Copy the rows below word for word, starting at the line with "green water on this basis." and ending at the line with "(1083, 376)", including both of those lines.
::: Records provided
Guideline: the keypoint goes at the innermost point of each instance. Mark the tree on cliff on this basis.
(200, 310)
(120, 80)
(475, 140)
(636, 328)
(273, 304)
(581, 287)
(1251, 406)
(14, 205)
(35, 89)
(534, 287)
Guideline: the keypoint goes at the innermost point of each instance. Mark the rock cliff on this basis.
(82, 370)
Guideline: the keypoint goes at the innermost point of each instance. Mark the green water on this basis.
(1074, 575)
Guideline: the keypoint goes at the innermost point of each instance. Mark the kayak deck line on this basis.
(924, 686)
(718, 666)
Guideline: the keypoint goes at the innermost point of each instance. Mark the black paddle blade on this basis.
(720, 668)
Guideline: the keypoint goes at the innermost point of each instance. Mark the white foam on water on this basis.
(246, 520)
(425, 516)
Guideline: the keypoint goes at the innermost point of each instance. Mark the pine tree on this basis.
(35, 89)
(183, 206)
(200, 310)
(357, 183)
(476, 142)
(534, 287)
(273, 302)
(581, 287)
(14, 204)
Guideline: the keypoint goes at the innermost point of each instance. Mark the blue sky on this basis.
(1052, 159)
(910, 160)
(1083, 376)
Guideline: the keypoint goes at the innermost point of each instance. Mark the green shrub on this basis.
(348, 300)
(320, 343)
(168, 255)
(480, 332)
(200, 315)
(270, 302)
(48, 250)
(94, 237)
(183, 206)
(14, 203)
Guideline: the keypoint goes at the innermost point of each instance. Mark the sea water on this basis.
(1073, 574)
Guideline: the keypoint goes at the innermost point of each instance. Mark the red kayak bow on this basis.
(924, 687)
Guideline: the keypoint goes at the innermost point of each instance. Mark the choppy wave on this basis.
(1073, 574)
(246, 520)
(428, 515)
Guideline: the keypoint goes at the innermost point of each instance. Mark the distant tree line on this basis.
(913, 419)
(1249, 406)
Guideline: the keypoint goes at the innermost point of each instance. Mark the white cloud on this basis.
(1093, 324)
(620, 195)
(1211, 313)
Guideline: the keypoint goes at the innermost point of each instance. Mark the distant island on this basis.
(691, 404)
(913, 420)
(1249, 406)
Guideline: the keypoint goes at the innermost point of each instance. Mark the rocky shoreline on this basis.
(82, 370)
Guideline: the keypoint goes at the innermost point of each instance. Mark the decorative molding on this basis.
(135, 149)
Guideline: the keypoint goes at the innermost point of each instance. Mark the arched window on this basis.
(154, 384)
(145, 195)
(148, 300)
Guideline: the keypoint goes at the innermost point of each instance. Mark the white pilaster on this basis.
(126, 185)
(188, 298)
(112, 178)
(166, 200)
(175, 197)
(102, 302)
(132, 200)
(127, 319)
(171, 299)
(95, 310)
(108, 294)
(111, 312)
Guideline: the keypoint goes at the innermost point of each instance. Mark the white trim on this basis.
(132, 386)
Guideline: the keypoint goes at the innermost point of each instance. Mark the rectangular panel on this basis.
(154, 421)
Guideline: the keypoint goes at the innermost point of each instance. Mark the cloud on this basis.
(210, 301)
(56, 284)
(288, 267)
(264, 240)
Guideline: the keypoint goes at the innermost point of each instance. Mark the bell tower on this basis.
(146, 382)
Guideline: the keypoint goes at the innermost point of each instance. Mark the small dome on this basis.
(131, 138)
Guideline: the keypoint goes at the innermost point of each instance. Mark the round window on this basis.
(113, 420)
::::::
• Correct answer:
Guideline: the keypoint goes at the innermost point of each instance. Mark the green water on this basis.
(1074, 575)
Guideline: the keypoint goes at the innermost point of each instance. Mark the kayak deck line on this basis.
(924, 686)
(718, 666)
Guideline: the keypoint goes at the innermost point of each instance. Mark the black paddle blade on this basis.
(720, 668)
Guideline: the keypoint goes at the innermost point of each instance. Mark the white foam on water on this basis.
(246, 520)
(425, 516)
Guideline: the keypoint goes at the innermost point of each instance. Mark the pine tree on this basis.
(35, 89)
(183, 206)
(200, 310)
(357, 183)
(476, 142)
(534, 287)
(273, 302)
(581, 287)
(14, 204)
Guideline: the keypoint goes at the innermost point of each instance. Mark the blue sky on this basis.
(1052, 159)
(910, 160)
(1083, 376)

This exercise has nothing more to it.